= Exploring Reality =

2005 book by John Polkinghorne

Exploring Reality: The Intertwining of Science & Religion is a book by John Polkinghorne which offers a "progress report" on his "search for truth. All my life I have been trying to explore reality. That exploration includes science, but it also necessarily takes me beyond it. The process of investigation has a spiral character, as tackling the issues draws the explorer inwards towards a deeper engagement with the multidimensional character of reality"

==Publication Information==
The book is published by SPCK in the UK and by Yale University Press in the US, in 2005. ISBN 0-300-11014-6

==Synopsis==
In 1. Reality Polkinghorne explains "how natural the task of exploring reality is for someone whose intellectual formation has been in the sciences"(p xi) and asserts his belief in Critical realism against Postmodernism.

## Activity
Copy out the full article on Exploring Reality word for word. The listing after this is separate material with no connection to the article on Exploring Reality.

## Input data
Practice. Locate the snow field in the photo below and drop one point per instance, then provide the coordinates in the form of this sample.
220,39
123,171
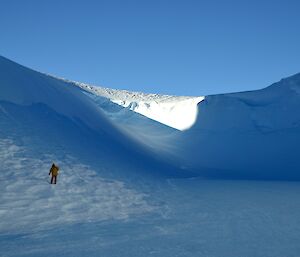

## Solution to this problem
= Exploring Reality =

2005 book by John Polkinghorne

Exploring Reality: The Intertwining of Science & Religion is a book by John Polkinghorne which offers a "progress report" on his "search for truth. All my life I have been trying to explore reality. That exploration includes science, but it also necessarily takes me beyond it. The process of investigation has a spiral character, as tackling the issues draws the explorer inwards towards a deeper engagement with the multidimensional character of reality"

==Publication Information==
The book is published by SPCK in the UK and by Yale University Press in the US, in 2005. ISBN 0-300-11014-6

==Synopsis==
In 1. Reality Polkinghorne explains "how natural the task of exploring reality is for someone whose intellectual formation has been in the sciences"(p xi) and asserts his belief in Critical realism against Postmodernism.